As I child, I can remember reading three sections in the newspaper- sports, comics, and my horoscope! I used to love to read what "was going to happen" to me on a given day and found the practice interesting and amusing. As I grew in my observance and practice of Judaism, I realized that consulting things such as Tarot cards, astrology, or even mediums could be considered to be problematic from a traditional perspective. After all, the Torah is fairly explicit: Let no one be found among you who consigns his son or daughter to the fire or who is an augur, a soothsayer, a diviner, a sorcerer, one who casts spells, consults ghosts or familiar spirits, or who inquires of the dead (Deuteronomy 18:10).

(Stored data entries)
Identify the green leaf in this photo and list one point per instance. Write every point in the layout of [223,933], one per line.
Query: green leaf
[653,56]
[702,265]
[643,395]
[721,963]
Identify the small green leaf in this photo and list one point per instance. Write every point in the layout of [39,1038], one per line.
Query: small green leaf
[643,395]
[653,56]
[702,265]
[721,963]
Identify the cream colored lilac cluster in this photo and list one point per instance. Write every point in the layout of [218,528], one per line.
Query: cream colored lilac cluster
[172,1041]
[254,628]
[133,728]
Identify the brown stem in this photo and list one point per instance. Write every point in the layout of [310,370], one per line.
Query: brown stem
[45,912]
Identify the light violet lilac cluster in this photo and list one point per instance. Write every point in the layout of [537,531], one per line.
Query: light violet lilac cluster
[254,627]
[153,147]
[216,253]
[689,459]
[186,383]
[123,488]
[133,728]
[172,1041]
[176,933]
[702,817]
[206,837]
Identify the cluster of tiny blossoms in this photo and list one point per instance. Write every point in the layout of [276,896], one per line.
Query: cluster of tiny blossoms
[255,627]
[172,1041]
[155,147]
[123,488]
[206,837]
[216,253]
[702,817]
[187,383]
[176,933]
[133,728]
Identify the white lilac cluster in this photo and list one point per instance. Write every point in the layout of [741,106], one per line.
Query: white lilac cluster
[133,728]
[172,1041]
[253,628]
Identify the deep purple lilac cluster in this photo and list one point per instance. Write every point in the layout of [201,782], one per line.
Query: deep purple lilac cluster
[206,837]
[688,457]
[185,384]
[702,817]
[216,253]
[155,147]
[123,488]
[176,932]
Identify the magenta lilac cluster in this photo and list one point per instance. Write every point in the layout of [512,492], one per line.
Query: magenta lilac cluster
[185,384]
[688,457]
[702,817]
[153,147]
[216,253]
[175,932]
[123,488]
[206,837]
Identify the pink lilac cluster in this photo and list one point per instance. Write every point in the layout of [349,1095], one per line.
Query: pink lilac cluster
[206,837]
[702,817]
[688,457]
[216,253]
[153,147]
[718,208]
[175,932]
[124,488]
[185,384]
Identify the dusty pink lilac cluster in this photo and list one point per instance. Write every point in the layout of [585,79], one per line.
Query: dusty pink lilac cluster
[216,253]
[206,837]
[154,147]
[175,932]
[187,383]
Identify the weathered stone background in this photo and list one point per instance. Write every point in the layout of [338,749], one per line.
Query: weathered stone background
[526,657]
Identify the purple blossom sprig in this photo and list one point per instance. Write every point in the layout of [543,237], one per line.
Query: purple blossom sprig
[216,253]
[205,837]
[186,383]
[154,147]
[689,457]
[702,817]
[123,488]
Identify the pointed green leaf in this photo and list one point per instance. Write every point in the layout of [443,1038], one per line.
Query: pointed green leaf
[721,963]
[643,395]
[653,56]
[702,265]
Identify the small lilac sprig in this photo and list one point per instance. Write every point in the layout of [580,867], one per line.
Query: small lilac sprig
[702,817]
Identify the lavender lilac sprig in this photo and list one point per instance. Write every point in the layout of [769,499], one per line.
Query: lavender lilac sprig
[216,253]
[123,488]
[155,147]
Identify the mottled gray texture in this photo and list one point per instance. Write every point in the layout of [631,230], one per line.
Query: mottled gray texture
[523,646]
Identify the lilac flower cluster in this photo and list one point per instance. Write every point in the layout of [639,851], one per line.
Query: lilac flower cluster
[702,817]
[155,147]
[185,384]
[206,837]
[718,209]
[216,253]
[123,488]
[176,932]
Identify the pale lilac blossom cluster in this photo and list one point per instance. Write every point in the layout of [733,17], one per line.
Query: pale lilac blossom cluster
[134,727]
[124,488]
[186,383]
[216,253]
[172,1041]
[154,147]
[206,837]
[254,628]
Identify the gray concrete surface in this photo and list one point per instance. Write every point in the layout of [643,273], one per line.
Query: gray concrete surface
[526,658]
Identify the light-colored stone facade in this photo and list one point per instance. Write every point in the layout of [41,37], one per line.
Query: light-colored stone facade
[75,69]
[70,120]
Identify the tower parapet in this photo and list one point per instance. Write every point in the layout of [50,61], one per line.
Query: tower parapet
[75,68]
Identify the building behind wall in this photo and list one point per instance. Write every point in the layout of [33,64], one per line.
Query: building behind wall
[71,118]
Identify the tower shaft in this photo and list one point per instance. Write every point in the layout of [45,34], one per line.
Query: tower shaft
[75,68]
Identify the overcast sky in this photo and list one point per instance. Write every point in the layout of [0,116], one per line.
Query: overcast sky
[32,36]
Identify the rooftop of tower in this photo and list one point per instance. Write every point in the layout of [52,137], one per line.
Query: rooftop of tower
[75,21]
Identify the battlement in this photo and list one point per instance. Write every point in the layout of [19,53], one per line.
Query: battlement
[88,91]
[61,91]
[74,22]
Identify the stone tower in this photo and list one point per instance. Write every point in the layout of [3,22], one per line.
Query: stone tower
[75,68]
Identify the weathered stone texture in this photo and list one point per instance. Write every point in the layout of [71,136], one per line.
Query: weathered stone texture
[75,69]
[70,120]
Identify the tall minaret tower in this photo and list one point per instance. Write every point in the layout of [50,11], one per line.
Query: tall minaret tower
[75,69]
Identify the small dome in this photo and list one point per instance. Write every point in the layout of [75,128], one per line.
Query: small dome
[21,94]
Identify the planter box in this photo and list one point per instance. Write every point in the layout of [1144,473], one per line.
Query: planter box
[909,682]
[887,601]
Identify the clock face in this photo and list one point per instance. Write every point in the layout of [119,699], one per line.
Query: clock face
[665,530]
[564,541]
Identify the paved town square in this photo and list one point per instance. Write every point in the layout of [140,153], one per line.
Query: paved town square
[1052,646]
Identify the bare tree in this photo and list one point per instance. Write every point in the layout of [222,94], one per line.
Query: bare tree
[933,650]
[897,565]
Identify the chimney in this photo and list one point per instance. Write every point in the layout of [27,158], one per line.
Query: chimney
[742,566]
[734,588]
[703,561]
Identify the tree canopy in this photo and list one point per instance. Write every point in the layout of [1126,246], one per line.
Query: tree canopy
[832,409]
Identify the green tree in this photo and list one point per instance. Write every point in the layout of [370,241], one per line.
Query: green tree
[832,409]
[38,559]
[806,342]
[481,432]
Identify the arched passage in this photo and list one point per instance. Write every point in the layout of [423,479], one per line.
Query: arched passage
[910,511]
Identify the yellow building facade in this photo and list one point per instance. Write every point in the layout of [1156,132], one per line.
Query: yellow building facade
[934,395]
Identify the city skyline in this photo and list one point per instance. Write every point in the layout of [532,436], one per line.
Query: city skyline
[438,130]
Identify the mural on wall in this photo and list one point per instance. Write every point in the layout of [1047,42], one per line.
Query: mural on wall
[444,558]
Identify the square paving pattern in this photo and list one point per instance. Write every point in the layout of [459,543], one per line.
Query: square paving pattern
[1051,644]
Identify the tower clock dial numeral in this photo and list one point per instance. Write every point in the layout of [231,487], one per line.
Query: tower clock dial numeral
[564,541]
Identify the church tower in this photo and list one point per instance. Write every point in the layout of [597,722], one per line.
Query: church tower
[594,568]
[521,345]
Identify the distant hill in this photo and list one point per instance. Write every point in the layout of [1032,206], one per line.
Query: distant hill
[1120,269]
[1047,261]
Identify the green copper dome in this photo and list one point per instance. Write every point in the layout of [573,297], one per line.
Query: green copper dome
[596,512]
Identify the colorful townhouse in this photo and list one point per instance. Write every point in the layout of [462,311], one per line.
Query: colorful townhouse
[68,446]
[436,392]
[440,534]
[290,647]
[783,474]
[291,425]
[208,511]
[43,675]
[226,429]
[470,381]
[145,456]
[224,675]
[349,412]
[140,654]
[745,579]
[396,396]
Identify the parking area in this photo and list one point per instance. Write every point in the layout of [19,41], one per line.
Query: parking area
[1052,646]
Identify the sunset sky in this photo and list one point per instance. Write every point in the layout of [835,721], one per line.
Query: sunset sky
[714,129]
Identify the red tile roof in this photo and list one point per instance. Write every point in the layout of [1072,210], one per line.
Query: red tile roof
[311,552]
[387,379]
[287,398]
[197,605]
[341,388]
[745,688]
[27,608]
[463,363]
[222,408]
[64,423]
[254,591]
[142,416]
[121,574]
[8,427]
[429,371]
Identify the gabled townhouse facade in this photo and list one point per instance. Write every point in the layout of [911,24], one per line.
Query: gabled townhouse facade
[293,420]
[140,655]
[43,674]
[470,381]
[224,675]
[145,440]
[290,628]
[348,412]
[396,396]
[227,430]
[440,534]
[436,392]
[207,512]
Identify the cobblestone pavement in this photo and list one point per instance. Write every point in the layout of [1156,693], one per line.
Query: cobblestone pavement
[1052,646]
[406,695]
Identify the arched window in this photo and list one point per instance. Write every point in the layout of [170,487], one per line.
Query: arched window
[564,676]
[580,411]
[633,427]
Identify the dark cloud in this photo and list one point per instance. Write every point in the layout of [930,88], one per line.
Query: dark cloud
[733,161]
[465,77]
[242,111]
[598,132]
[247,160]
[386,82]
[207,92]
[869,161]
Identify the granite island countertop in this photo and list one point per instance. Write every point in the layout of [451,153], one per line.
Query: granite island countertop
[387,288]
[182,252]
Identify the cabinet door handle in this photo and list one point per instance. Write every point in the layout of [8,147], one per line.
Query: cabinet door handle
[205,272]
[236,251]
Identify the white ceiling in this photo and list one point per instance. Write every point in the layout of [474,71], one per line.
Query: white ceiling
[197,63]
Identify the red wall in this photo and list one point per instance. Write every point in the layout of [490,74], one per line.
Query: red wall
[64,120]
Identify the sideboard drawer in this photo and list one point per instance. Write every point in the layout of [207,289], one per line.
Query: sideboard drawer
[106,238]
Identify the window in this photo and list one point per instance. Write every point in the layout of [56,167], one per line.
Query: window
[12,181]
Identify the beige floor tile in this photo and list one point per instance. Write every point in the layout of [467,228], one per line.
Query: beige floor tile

> **TASK PROMPT**:
Answer from the passage on horoscopes and Judaism:
(a) Which three newspaper sections did the writer read as a child?
(b) Which three practices did the writer come to see as potentially problematic from a traditional perspective?
(c) Which verse is cited for the Torah quotation?
None of these lines are needed.

> **SOLUTION TO THE EXERCISE**:
(a) Sports, comics, and the horoscope.
(b) Tarot cards, astrology, and mediums.
(c) Deuteronomy 18:10.